TASK OBJECTIVE: An image-free, exact copy of the records below is required.

STUDY MATERIAL:
▬▬▬▬▬▬▬▬▬▬
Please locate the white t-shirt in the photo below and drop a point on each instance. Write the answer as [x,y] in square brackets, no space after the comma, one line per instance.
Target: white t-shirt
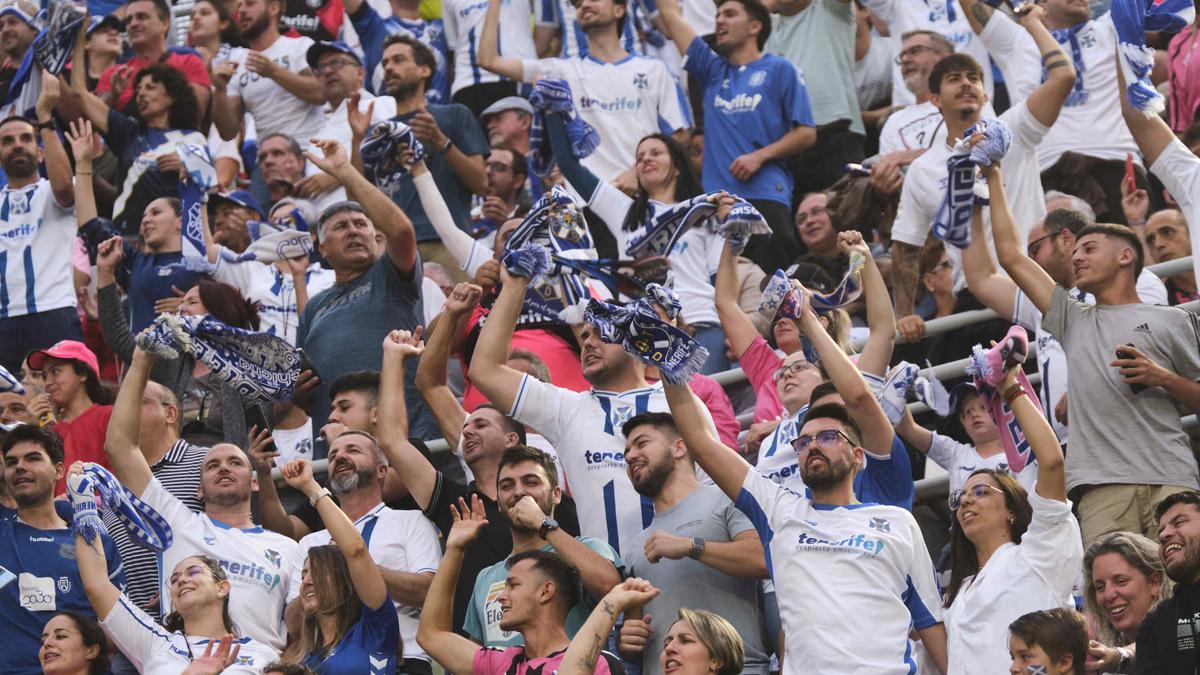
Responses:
[463,23]
[1051,359]
[585,428]
[257,562]
[36,264]
[275,109]
[401,541]
[1036,574]
[624,101]
[693,260]
[274,291]
[1093,126]
[945,17]
[924,187]
[155,651]
[844,566]
[1180,172]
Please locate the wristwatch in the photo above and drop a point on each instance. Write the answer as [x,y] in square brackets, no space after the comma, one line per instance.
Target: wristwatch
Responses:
[547,524]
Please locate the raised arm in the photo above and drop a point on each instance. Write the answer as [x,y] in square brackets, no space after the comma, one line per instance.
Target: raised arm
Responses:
[490,363]
[994,290]
[1027,274]
[431,374]
[121,441]
[409,464]
[436,633]
[721,464]
[367,580]
[1051,476]
[489,54]
[387,216]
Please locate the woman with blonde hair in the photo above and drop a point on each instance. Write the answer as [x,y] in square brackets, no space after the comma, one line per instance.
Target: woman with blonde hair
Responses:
[1123,580]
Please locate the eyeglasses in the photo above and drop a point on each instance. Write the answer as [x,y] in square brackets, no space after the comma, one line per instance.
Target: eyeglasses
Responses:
[912,52]
[825,440]
[334,64]
[977,491]
[793,368]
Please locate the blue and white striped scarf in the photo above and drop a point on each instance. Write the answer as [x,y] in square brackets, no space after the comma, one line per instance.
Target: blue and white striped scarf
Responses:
[555,96]
[953,221]
[262,368]
[1132,19]
[144,524]
[381,150]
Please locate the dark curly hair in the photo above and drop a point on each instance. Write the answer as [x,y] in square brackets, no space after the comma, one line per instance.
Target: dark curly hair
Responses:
[185,109]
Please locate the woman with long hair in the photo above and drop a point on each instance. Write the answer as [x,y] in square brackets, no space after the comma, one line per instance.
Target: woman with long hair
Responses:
[168,114]
[697,643]
[199,597]
[1012,551]
[349,622]
[73,645]
[1123,579]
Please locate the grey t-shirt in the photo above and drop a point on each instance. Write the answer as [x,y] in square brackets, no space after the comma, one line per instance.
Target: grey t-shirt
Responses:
▬▬▬▬▬▬▬▬▬▬
ANSWER TO THIS TASK:
Please locate the white t-shirt in the photo below and drop a point on each instance. Write the answer as [x,y] in square brackets, no space after the comma, one line per instance.
Target: white t-shirt
Responses:
[463,23]
[1051,359]
[585,428]
[257,562]
[36,264]
[275,109]
[401,541]
[1036,574]
[624,101]
[693,260]
[274,291]
[1093,126]
[945,17]
[924,187]
[155,651]
[844,566]
[1180,172]
Please locate the wristwatch in the photo above and drop a point on each instance. Write the answer as [x,y] in square brackets, no space after the comma, one line per instance.
Target: wristwatch
Responses:
[547,524]
Please locate the raised arm in the photo above and drop a point on each instance. Write the answer as [x,y] in square brackets, no space after the comma, one line per instance.
Target: raised arm
Responses:
[490,363]
[994,290]
[1027,274]
[431,374]
[121,441]
[409,464]
[436,633]
[721,464]
[367,580]
[1051,476]
[489,54]
[387,216]
Please locate the woman with blonde hair in the photo above and drop a point on each instance. Write the answer as [x,y] in square brackets, no space after the comma, one line per instance.
Target: woman with blonde hair
Responses:
[1123,580]
Please locate the eyeglasses in the photo above and drop a point on each instance. Write the answer as [x,y] in square brackets, no space after the comma, one line per instance.
Target: eyeglasses
Responses:
[912,52]
[825,440]
[334,64]
[977,491]
[793,368]
Please locate the blue and white striped scarf in the photo above and drop a point on each instance. Write the answer as [x,y] in square brackets, no space after the comma, one line per instance.
Target: blue and white striped scarf
Responses:
[555,96]
[953,221]
[262,368]
[1132,19]
[144,524]
[381,150]
Please locate the dark curly hair in the photo above and drop a point on each instance. Write the answer as [x,y] in square brackets, no space after the comma, one line per instance.
Target: dark curly hair
Responses:
[185,109]
Please locate the woman with long hair in the photo above and drop a point on each instance. Write the answer as [x,y] in square brackets, no space after the comma, one line per instance.
Target: woman with long hair
Responses:
[168,114]
[697,643]
[199,597]
[1012,551]
[349,622]
[73,645]
[1123,579]
Please locate the grey t-shirt in the photo above and drop a point on each instance. Write the answer as [x,y] in square brackets, no space after the comma, one line per instance.
Target: grey t-shirt
Responses:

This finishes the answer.